## EXERCISE PROMPT
Return exactly the lines below, starting with the one that has "Locate the blue garden" and going on through the one that has "Target: dirt ground".

## THE DATA
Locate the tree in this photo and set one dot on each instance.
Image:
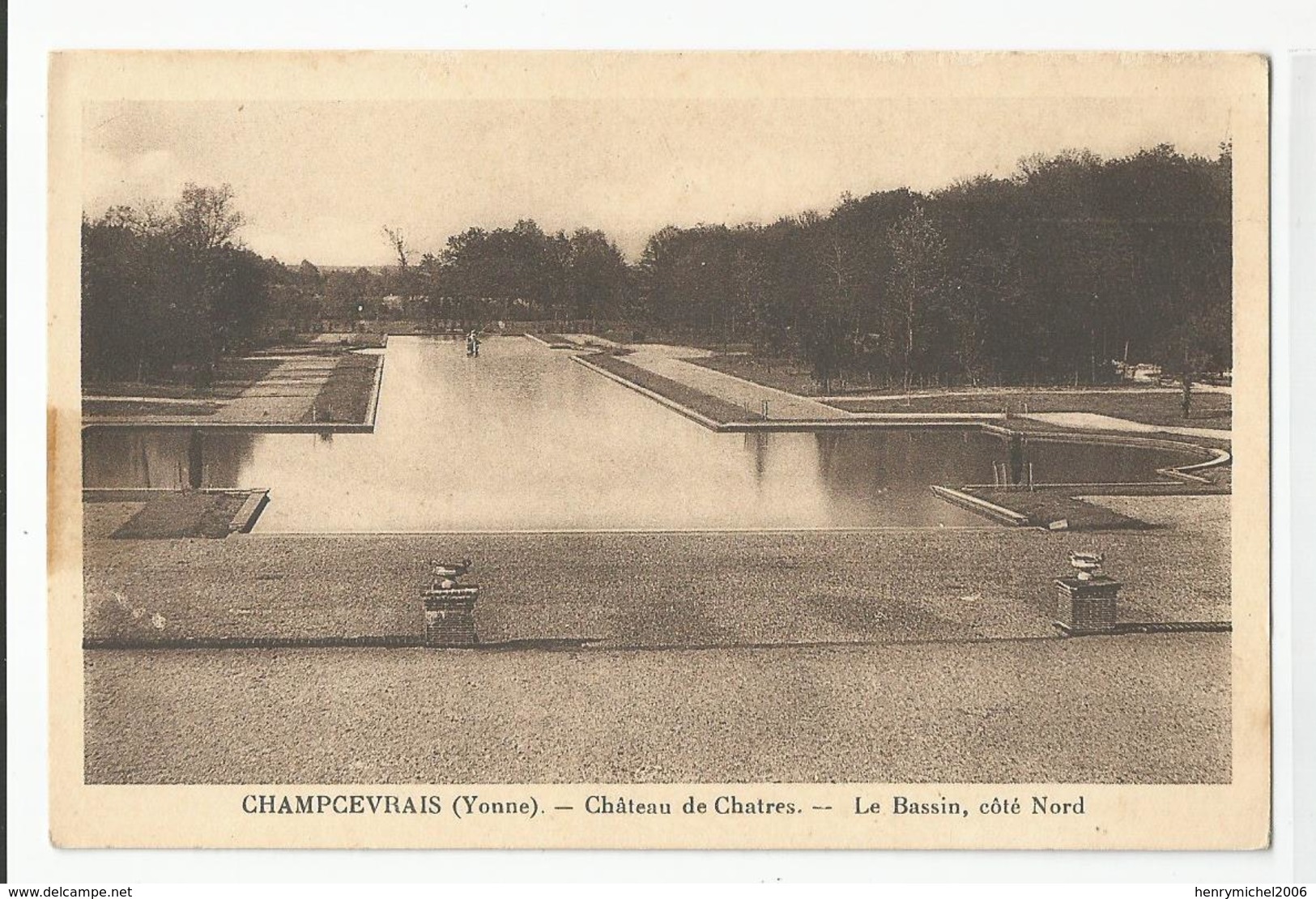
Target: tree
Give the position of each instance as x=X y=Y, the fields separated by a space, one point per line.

--

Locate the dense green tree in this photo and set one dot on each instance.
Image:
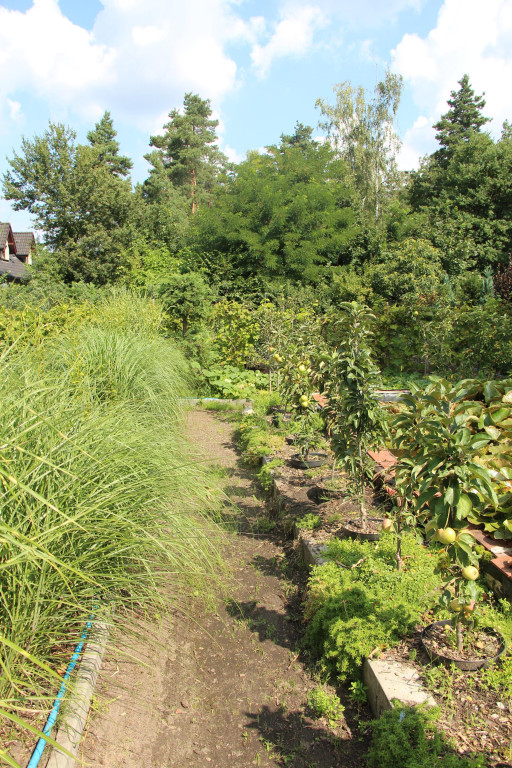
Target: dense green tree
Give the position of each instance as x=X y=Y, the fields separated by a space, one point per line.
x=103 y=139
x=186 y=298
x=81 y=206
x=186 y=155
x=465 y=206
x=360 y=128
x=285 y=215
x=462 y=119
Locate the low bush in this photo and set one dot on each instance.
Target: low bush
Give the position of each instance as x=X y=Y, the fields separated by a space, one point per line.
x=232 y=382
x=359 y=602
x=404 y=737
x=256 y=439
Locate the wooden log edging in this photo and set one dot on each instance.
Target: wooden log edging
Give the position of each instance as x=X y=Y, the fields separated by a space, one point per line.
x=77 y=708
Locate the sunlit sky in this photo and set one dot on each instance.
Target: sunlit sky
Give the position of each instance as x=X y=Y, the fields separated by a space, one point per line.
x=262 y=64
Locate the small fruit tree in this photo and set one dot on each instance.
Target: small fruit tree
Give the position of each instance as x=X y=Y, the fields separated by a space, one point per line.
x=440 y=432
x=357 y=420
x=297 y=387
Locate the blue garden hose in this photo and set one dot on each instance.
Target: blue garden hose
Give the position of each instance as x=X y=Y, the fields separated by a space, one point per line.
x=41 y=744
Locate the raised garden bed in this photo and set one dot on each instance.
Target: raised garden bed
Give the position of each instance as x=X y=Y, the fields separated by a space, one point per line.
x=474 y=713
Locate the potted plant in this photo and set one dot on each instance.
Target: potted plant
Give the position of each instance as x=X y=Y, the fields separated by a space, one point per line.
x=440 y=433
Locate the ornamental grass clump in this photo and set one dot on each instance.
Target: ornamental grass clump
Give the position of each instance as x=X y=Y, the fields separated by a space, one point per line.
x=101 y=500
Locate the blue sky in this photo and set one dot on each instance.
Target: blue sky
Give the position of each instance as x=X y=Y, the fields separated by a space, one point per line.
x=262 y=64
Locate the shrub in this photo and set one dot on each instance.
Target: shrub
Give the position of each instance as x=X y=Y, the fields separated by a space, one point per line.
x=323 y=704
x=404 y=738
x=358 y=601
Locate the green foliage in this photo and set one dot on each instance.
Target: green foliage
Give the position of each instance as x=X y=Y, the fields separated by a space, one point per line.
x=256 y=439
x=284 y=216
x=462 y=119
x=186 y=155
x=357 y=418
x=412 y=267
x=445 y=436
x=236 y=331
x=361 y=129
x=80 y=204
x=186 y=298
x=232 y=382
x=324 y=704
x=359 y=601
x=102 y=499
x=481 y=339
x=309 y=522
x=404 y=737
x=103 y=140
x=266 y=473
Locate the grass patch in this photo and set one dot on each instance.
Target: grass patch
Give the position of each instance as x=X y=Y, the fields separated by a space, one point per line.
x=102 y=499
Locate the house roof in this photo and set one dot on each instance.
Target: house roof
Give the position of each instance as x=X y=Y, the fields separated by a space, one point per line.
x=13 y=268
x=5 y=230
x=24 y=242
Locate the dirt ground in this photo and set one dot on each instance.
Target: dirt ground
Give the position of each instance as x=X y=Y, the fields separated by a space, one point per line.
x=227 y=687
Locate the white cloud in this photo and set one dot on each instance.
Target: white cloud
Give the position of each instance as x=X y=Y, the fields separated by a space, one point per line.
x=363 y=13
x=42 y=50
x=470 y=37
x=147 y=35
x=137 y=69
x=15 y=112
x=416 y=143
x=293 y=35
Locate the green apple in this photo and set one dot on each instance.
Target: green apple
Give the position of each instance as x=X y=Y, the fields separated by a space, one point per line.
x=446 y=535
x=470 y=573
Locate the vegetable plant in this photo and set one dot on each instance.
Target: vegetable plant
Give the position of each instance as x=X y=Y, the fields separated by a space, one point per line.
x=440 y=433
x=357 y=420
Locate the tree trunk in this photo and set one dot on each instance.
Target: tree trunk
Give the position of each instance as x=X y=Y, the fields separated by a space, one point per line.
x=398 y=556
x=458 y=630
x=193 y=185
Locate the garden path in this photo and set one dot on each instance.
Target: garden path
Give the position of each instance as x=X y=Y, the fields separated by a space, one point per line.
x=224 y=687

* * *

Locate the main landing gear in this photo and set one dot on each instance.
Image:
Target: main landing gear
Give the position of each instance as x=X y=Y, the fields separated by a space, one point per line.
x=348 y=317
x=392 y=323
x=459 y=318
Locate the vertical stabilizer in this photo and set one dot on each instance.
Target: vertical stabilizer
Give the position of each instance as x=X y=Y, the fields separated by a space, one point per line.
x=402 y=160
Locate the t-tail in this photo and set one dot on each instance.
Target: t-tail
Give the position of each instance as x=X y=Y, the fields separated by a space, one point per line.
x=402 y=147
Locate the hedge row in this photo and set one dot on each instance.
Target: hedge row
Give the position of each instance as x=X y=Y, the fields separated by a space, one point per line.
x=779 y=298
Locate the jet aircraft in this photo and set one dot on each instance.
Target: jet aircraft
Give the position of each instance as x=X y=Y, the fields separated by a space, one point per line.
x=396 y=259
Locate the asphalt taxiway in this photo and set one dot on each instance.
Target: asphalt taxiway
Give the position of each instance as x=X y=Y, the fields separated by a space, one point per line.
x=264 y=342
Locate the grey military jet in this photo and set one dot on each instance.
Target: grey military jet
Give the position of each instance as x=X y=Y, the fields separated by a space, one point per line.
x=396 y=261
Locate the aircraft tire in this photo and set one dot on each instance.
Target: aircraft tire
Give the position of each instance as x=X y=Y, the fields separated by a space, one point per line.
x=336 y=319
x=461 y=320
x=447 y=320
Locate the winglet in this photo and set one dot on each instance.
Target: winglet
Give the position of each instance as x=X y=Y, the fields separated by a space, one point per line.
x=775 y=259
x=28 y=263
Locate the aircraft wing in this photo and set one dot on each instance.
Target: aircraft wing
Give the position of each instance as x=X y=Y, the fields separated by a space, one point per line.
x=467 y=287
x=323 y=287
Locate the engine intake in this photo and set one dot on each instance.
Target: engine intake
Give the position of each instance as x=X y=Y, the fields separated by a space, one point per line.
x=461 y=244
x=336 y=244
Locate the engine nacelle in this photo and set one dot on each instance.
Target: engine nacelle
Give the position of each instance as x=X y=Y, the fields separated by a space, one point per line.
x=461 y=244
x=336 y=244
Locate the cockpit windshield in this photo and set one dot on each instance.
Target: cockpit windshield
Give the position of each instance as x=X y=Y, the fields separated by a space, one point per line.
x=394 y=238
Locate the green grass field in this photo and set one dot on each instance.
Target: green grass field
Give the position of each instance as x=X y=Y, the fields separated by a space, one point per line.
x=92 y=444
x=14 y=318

## ANSWER
Locate the blue garden hose in this photo and set one dot on each instance.
Target: blue garden hose
Give the position of each instance as x=X y=Y, the fields separated by a space, one point per line.
x=41 y=744
Locate the raised garden bed in this photo and set one dot on each instance.
Target: raised garden bed
Give the position of each instance as x=X y=Y, the fields separated by a space, one point per line.
x=474 y=713
Locate the potted plant in this photo and set one dot on each instance.
Target: potted plant
Give the position of each instance as x=X y=Y, the fields separated by a space, one point per line.
x=440 y=433
Locate the ornamental grass clump in this photo and set one dot on each instance.
Target: ornamental grass clump
Give the position of each instance as x=X y=Y, the fields separated by a space, one point per line.
x=101 y=500
Locate the blue sky in this photo and set one dot on each instance.
Target: blue sky
Give the position of each instance as x=X y=Y, the fields separated by a space, one point per line.
x=262 y=64
Locate the shrub in this photo and set one dot on each instance.
Target: shrub
Give the position of each instance as x=X y=Y, the fields separated by a space, one point per line.
x=323 y=704
x=404 y=738
x=358 y=601
Locate the green foliage in this photo and set one dot on each instance.
Target: green foliage
Give the position of each instance as x=X y=Y, the fields separated by a space, one point per line.
x=256 y=439
x=284 y=216
x=462 y=119
x=186 y=155
x=357 y=418
x=412 y=267
x=445 y=436
x=236 y=331
x=361 y=129
x=80 y=204
x=186 y=298
x=232 y=382
x=324 y=704
x=359 y=601
x=102 y=499
x=481 y=339
x=309 y=522
x=404 y=737
x=103 y=140
x=266 y=473
Locate the grass patch in this photo and set one dot on each instance.
Target: grass patch
Give the position of each instance as x=X y=Y, the fields separated by a space, one point per line.
x=102 y=499
Locate the house roof in this photo and set one dot on each instance.
Target: house roof
Give the position of each instance as x=X y=Y, the fields separated by a space, one point per line.
x=13 y=268
x=5 y=230
x=24 y=242
Locate the dirt ground in this photo and set one dot on each instance.
Target: dirt ground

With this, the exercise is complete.